**Work to complete**
Reproduce the data exactly and drop any pictures it holds.

....................

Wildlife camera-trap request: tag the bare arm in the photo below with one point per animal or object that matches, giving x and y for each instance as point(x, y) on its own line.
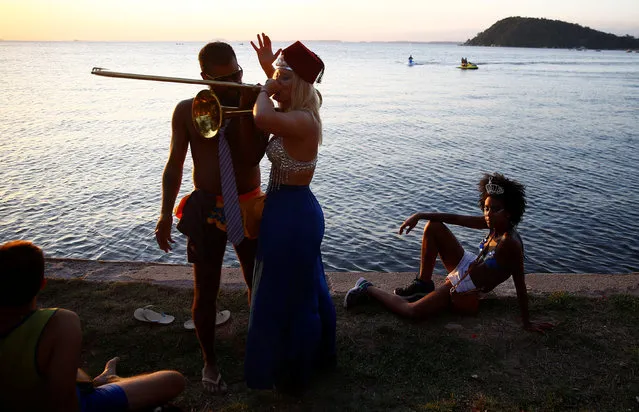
point(520, 287)
point(172, 176)
point(290, 125)
point(265, 54)
point(473, 222)
point(252, 140)
point(59, 351)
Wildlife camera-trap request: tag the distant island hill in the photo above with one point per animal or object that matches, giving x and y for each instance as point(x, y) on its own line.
point(545, 33)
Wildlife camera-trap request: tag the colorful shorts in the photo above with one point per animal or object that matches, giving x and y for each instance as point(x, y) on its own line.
point(109, 397)
point(455, 276)
point(251, 207)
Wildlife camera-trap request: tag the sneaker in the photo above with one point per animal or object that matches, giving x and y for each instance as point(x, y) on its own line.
point(357, 294)
point(416, 290)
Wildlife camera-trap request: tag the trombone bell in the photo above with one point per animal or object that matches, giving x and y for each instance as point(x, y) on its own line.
point(208, 114)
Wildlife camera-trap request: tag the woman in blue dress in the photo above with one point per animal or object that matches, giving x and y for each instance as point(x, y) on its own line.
point(292, 323)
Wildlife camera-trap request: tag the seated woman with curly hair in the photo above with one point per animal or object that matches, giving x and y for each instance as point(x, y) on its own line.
point(501, 255)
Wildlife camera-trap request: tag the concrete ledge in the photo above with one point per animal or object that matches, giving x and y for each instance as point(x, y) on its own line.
point(339, 282)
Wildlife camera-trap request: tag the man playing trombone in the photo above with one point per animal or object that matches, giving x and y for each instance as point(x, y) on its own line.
point(218, 209)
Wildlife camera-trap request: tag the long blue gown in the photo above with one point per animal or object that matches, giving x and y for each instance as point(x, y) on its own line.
point(292, 322)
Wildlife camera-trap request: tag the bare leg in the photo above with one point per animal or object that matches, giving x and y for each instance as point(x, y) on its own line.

....................

**Finished exercise**
Wildlife camera-trap request: tag the bare arm in the photo below with one point per animal or object that matches, giving x and y for each instance as point(x, y) on its own line.
point(520, 287)
point(172, 176)
point(290, 125)
point(265, 54)
point(473, 222)
point(252, 140)
point(59, 351)
Wildlife camera-trap request: tag the distant island hill in the photo above with one point per animal or object that matches, giving x and y for each instance as point(x, y) on its own line.
point(545, 33)
Wildlife camera-trap request: tag the colorful shorts in the photo above with one point per animal or object that matches, giving x and y for each instance as point(x, y) on its own line.
point(109, 397)
point(455, 276)
point(251, 207)
Wildlife camera-trap request: tag the sneaker in the photo above with one point per animal or object that matches, giving x and y for each instance as point(x, y) on its own line.
point(357, 294)
point(416, 290)
Wildlife camera-trap request: tag the trombone bell in the photo above with one point per animal or object that matches, giving x and y for each instance as point(x, y) on its own line.
point(208, 114)
Wildlife camera-trap request: tag the woman in blue dress in the photo above with one point per animal or object that matches, giving x and y for each instance as point(x, y) on its own line.
point(292, 323)
Wildlife camera-trap request: tag the seated woman with curly hair in the photo above with one point per animal or object that matches, giving x and y for each instance as point(x, y) on its own line.
point(501, 255)
Wildlife camera-trap request: tag the concrete ledge in the photo above with one point per animal or object that matches, giving x and y for each instance as point(x, y) on its own line.
point(339, 282)
Wildlife camera-trap request: tag the man playing trombone in the photo above with one point per animal or object that matches, giving x and y for each instance as point(x, y) on its own line.
point(218, 209)
Wildlife camera-trap request: tag the long blue gown in the photo above with one point per animal or object that matches, giving x and y for each instance as point(x, y) on its own line.
point(292, 322)
Wildlife camera-trap request: tag the bare leg in the photo above with one point per animal or object that matches, giving x and y for each instance as point(x, y) on its own line.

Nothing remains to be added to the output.